#### DOCUMENT EXCERPT
You're not missing anything. The write side critical section could span only
those two, but having it extended gives a chance for the readers to get in on
the update and as those are not really performance sensitive I though it might
be a good option, especially if we can save the cycles on not needing to poke
the cpufeq driver. Furthermore, if the critical section is to span only the two,
then it does not really change much and can be dropped.
>
> >
> > update_freq_counters_refs();
> >
> > - const_cnt = this_cpu_read(arch_const_cycles_prev);
> > - core_cnt = this_cpu_read(arch_core_cycles_prev);
> > + const_cnt = amu_sample->arch_const_cycles_prev;
> > + core_cnt = amu_sample->arch_core_cycles_prev;
> >
> > + /*
> > + * This should not happen unless the AMUs have been reset and the
> > + * counter values have not been resroted - unlikely
> > + */
> > if (unlikely(core_cnt <= prev_core_cnt ||
> > const_cnt <= prev_const_cnt))
> > - return;
> > + goto leave;
> >
> > /*
> > * /\core arch_max_freq_scale
> > @@ -182,6 +204,10 @@ static void amu_scale_freq_tick(void)
> >
> > scale = min_t(unsigned long, scale, SCHED_CAPACITY_SCALE);
> > this_cpu_write(arch_freq_scale, (unsigned long)scale);
> > +
> > + amu_sample->last_update = jiffies;
> > +leave:
> > + write_seqcount_end(&amu_sample->seq);
> > }
> >
> > static struct scale_freq_data amu_sfd = {
> > @@ -189,6 +215,61 @@ static struct scale_freq_data amu_sfd = {
> > .set_freq_scale = amu_scale_freq_tick,
> > };
> >
> > +#define AMU_SAMPLE_EXP_MS 20
> > +
> > +unsigned int arch_freq_get_on_cpu(int cpu)
########
#### EXTRACTED ENTRIES
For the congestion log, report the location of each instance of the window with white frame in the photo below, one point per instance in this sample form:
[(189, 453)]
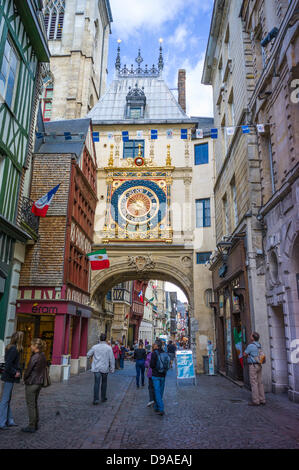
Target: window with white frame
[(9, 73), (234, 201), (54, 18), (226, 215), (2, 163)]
########
#### EXTRACTED ENTRIES
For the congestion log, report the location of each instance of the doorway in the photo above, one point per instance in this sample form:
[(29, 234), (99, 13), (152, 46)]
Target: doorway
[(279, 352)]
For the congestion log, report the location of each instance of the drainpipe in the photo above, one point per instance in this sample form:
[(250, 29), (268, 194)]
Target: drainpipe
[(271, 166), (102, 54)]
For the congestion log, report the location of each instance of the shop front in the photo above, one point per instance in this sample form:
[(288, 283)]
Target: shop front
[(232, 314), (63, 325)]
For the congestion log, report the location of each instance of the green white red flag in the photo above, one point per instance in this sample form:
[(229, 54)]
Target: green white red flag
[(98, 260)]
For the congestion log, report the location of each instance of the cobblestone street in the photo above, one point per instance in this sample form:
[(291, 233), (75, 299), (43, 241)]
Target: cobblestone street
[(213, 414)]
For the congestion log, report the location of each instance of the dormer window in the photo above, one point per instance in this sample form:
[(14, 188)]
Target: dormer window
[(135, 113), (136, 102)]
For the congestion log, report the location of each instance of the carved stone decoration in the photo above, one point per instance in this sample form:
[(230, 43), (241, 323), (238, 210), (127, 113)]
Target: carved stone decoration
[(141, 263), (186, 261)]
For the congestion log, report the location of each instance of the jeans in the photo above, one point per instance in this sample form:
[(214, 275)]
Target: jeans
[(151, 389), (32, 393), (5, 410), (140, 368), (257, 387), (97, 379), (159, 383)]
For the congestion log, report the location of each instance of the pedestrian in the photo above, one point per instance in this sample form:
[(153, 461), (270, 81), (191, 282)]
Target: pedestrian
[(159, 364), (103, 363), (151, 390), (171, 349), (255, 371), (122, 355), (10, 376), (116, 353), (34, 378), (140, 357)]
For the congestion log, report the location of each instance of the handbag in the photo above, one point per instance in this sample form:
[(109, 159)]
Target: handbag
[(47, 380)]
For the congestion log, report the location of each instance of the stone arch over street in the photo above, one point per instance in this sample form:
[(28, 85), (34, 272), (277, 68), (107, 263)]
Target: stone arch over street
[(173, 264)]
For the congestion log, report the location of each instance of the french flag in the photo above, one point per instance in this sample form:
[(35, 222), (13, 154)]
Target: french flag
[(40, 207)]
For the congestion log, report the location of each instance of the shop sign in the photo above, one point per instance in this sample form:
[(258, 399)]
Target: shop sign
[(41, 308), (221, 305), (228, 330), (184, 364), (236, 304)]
########
#### EXTRACTED ENTRIES
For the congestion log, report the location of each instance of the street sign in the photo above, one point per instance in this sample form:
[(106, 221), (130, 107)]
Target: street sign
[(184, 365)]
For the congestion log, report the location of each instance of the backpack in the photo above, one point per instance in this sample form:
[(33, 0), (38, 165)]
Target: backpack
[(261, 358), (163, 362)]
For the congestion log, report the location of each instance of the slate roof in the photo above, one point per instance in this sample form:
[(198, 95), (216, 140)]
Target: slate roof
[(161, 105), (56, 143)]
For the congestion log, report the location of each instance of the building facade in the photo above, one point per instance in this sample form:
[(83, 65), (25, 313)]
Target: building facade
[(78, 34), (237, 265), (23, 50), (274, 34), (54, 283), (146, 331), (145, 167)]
########
GIVEN INSTRUCTION =>
Summarize the patch discussion above in two sentences.

SOLUTION TO THE EXERCISE =>
The reply says the write-side critical section could span only two operations, but extending it lets readers get in on the update and may save cycles by not needing to poke the driver; if it spanned only those two, it would change little and could be dropped. The quoted patch makes amu_scale_freq_tick read the previous counter values from amu_sample, jump to a label that calls write_seqcount_end instead of returning early, and record the update time in jiffies.